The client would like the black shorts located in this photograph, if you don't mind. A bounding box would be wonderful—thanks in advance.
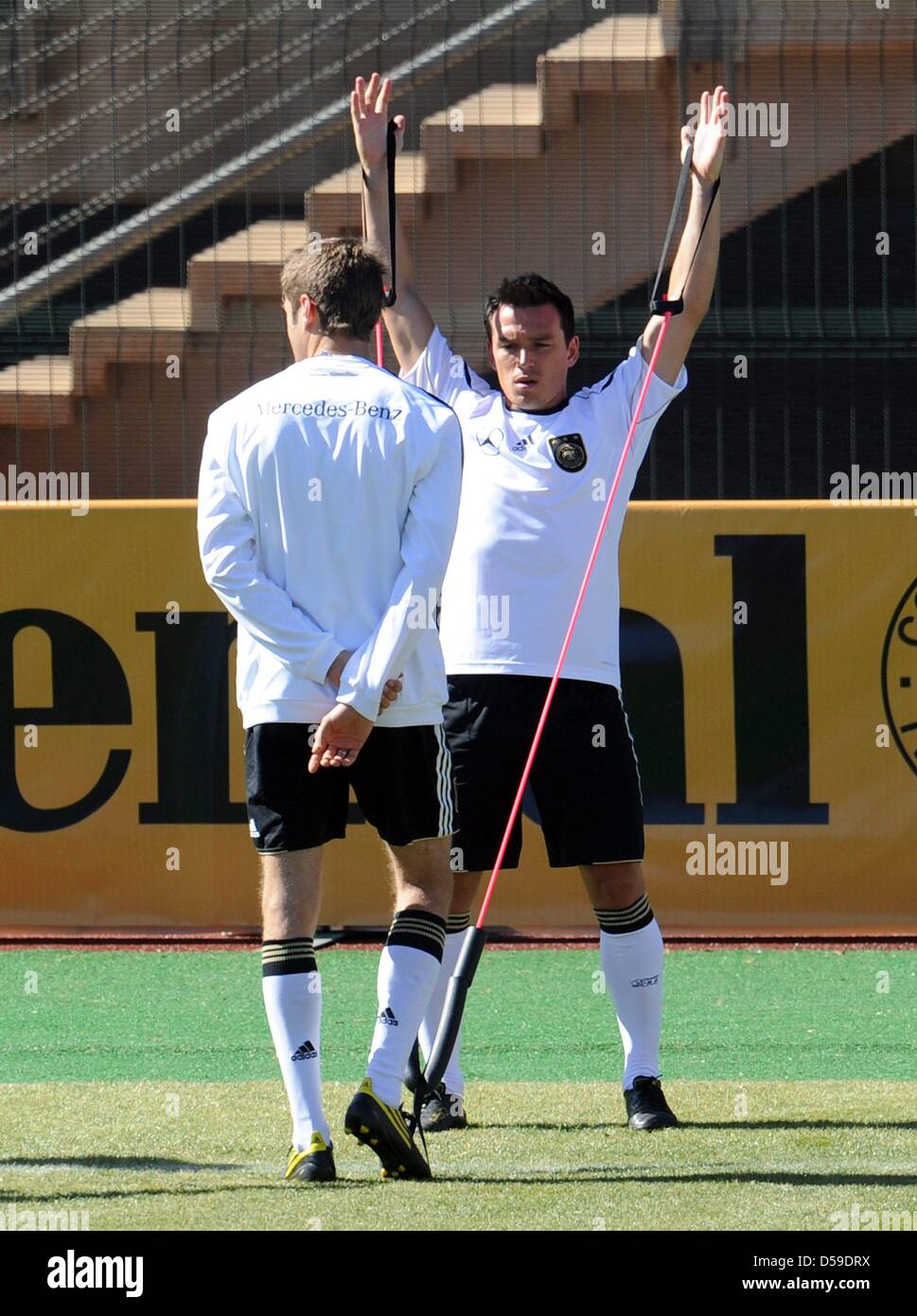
[444,672,644,873]
[245,722,454,854]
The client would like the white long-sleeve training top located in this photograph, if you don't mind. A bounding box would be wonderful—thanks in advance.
[198,353,462,728]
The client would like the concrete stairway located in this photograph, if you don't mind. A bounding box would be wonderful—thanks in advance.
[0,0,914,497]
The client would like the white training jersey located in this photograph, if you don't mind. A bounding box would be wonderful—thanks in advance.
[198,353,462,728]
[401,328,688,688]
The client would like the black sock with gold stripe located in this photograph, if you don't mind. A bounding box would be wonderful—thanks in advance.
[260,937,318,978]
[592,892,653,934]
[385,909,446,963]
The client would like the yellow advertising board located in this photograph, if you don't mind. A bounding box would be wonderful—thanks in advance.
[0,502,917,934]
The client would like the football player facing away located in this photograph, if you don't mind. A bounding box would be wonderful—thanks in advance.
[198,239,462,1181]
[351,74,729,1131]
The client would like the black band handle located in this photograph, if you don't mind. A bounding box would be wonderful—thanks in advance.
[381,118,397,307]
[650,142,719,316]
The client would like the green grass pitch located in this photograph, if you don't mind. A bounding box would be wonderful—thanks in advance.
[0,951,917,1231]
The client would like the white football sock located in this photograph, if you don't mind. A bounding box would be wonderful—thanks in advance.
[262,937,331,1151]
[419,914,471,1096]
[596,897,664,1089]
[365,909,446,1106]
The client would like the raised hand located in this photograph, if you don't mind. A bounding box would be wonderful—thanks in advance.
[681,87,729,185]
[350,74,405,173]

__________

> [What is being asked] Copy all of the lines above word for word, omitting the picture.

> [Result of the task]
The client would like the black shorts located in this photograph, if you don't mind. A bounding box would be wonderful—thanks in advance.
[444,672,644,873]
[245,722,454,854]
The client would like the white long-sleeve training top located in this photograph, if you don't mind. A bounding box would be wonderful—thanks in advance.
[198,353,462,728]
The client would like the concrete stairway located in this photograph, if you don't mind. A bounding box would be wonderful—thanks in advance.
[0,0,914,497]
The client would like the white training jersey located in this photograph, if you don't mind. A bounding box would be wonderful—thanks in advance.
[198,353,462,728]
[401,328,688,688]
The client would like the black sock with gold stripe located in this photograph, if you don't mind. A bounding box would be wonderful—thanks in advance.
[260,937,318,978]
[592,892,653,934]
[385,909,446,963]
The client would like the yellow advertising board located in this photograph, if you don't mind. A bounding box would be wonderful—thanks in advance.
[0,502,917,934]
The client would like the football player facing away located in this photograph, if you don't mind. A bounding box would be wonderful—thanks in advance.
[198,239,462,1181]
[351,74,729,1131]
The client would like the black band handle located in this photograph, if you don't mind. A bounding box would be wonderful—thanks in advance.
[381,118,397,307]
[650,142,719,316]
The client would like the green grass pitch located in this photograph, if you don't mind. A bounding box would be wonderful—thanks in advance.
[0,951,917,1231]
The client would like the white football sock located in this photograph, if you don't mind. A bounding box would be wonderful—thanks in advance.
[262,937,331,1151]
[419,914,471,1096]
[596,897,664,1089]
[365,909,446,1106]
The client would like the raised hand located in this photograph, if you don't mind. A bounding box would be wonderful—thanks in advance.
[681,87,729,185]
[350,74,405,173]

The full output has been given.